### Action item
Set down, word for word, the portion of the passage on health care reform that runs from "While most Americans" to "on their own.".

===== Extract to read

While most Americans agree that the health care system needs reform in order to reduce costs, end insurance company abuses, and increase the number of Americans with health insurance, the two parties distorted each other’s plans, and even though the Democratic-controlled Congress has passed reform measures into law, more than half of Americans oppose the measures the Congress passed. The Tea Party Movement, an activist, and some would say extremist, off-shoot of the Republican Party, used health care reform as the basis for their opposition to anything stemming from the Obama presidency. The more vocal elements in this movement equate Obama with Hitler and health care reform with socialism and communism. Whether such comparisons are examples of demagoguery is up to the media pundits and Americans who must make such decisions on their own.

==========
===== Material shown

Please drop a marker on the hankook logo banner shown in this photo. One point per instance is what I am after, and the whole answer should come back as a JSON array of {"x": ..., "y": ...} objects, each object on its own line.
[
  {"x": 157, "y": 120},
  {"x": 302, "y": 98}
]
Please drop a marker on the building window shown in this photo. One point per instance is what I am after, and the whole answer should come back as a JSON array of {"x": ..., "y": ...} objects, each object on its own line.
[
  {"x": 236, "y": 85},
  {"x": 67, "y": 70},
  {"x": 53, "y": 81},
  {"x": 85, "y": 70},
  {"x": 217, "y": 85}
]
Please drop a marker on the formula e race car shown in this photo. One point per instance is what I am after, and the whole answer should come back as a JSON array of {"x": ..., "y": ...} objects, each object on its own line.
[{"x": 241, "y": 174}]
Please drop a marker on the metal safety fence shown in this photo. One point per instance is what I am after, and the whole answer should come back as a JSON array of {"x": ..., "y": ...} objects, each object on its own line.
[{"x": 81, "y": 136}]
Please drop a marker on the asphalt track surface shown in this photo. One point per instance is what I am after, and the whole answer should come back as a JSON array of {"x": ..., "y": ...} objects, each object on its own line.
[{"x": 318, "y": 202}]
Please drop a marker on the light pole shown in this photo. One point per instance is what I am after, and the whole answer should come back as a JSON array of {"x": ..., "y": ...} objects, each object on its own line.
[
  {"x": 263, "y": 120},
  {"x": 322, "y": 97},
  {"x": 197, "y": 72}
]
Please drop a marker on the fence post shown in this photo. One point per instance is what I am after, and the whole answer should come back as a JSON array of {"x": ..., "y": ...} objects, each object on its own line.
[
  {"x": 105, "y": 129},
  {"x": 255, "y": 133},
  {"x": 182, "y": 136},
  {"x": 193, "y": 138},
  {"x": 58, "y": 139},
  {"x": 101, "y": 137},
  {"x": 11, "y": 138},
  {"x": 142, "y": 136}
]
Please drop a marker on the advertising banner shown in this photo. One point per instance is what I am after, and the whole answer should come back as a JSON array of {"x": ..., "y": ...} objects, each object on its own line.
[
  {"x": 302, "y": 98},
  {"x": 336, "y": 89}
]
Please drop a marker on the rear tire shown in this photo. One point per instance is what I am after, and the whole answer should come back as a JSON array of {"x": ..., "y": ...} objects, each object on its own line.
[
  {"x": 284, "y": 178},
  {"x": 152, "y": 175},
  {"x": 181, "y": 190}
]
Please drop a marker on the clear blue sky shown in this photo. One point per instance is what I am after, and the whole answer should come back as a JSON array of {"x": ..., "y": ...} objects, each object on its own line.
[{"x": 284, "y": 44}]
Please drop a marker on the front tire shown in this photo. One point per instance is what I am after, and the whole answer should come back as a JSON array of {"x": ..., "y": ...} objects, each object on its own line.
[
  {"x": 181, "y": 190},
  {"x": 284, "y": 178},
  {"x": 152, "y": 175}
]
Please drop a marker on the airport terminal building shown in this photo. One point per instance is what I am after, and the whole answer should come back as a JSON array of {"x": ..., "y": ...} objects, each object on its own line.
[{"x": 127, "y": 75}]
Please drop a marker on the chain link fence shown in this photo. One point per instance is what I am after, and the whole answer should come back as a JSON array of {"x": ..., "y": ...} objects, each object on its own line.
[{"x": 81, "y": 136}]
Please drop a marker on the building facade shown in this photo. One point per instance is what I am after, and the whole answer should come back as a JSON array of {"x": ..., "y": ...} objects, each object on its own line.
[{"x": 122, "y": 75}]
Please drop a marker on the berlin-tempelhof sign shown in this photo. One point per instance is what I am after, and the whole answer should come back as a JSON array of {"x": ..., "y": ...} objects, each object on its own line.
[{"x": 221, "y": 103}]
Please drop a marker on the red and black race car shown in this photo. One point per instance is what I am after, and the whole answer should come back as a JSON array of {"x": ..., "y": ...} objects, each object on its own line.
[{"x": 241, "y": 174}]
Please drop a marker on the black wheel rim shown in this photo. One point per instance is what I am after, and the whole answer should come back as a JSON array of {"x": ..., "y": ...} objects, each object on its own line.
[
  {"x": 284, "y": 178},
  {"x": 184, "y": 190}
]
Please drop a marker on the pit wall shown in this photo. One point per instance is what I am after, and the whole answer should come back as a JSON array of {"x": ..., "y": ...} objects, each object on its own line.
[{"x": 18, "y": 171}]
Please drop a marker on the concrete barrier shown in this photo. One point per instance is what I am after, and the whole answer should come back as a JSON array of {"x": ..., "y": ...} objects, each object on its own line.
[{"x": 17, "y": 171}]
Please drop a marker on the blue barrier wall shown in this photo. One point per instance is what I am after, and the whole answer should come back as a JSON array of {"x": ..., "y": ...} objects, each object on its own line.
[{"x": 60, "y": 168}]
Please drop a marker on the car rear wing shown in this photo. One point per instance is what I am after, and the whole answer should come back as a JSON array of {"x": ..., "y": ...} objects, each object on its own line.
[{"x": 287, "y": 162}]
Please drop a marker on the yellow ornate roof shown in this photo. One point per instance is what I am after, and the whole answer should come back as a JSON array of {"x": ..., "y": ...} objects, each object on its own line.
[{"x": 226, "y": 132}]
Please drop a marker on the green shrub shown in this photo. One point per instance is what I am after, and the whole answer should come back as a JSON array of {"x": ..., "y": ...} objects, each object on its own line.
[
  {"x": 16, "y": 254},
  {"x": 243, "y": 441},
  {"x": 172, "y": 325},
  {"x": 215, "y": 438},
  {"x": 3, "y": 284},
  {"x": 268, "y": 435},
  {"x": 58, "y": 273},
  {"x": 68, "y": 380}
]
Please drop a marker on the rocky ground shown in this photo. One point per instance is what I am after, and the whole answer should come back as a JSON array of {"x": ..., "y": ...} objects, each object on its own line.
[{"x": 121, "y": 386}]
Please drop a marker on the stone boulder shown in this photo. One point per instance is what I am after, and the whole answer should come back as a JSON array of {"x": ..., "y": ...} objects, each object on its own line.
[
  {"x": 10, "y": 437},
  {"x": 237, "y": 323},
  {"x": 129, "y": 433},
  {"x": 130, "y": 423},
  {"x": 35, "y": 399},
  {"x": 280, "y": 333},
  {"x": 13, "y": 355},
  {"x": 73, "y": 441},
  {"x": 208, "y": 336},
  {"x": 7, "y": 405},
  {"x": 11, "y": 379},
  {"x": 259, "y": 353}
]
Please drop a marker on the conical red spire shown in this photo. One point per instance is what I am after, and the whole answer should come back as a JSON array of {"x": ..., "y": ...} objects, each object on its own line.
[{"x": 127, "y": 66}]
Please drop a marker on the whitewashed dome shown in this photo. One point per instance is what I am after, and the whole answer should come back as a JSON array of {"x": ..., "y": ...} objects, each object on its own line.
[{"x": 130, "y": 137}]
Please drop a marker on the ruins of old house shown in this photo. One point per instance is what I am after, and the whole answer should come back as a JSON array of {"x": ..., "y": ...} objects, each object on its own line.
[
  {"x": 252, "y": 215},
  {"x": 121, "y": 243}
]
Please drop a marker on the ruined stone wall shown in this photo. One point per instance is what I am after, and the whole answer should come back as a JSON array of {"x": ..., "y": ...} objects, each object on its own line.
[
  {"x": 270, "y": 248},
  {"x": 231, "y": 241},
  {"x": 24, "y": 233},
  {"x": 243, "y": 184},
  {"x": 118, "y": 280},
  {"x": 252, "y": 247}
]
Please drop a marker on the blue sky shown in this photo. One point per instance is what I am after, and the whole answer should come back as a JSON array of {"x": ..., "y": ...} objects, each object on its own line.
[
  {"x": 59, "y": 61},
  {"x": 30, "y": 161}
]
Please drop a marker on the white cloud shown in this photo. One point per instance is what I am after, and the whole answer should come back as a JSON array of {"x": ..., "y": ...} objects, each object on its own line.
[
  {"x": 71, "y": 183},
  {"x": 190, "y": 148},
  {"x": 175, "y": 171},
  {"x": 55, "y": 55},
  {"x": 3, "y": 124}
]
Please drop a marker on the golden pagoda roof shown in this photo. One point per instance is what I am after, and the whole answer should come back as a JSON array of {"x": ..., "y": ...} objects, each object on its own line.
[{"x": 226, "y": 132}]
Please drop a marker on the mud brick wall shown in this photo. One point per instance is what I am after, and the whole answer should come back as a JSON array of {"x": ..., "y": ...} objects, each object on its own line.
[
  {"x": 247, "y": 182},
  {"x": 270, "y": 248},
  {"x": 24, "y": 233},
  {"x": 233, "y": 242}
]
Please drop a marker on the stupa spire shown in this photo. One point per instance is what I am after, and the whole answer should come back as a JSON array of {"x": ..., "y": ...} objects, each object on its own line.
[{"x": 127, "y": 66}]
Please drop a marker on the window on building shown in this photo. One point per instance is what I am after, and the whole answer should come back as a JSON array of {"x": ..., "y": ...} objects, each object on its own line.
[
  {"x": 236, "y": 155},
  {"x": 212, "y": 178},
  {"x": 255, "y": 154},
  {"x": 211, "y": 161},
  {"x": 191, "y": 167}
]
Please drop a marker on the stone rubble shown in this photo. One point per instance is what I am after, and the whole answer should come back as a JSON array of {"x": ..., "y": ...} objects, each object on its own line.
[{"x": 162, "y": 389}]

==========

### Solution for this task
While most Americans agree that the health care system needs reform in order to reduce costs, end insurance company abuses, and increase the number of Americans with health insurance, the two parties distorted each other’s plans, and even though the Democratic-controlled Congress has passed reform measures into law, more than half of Americans oppose the measures the Congress passed. The Tea Party Movement, an activist, and some would say extremist, off-shoot of the Republican Party, used health care reform as the basis for their opposition to anything stemming from the Obama presidency. The more vocal elements in this movement equate Obama with Hitler and health care reform with socialism and communism. Whether such comparisons are examples of demagoguery is up to the media pundits and Americans who must make such decisions on their own.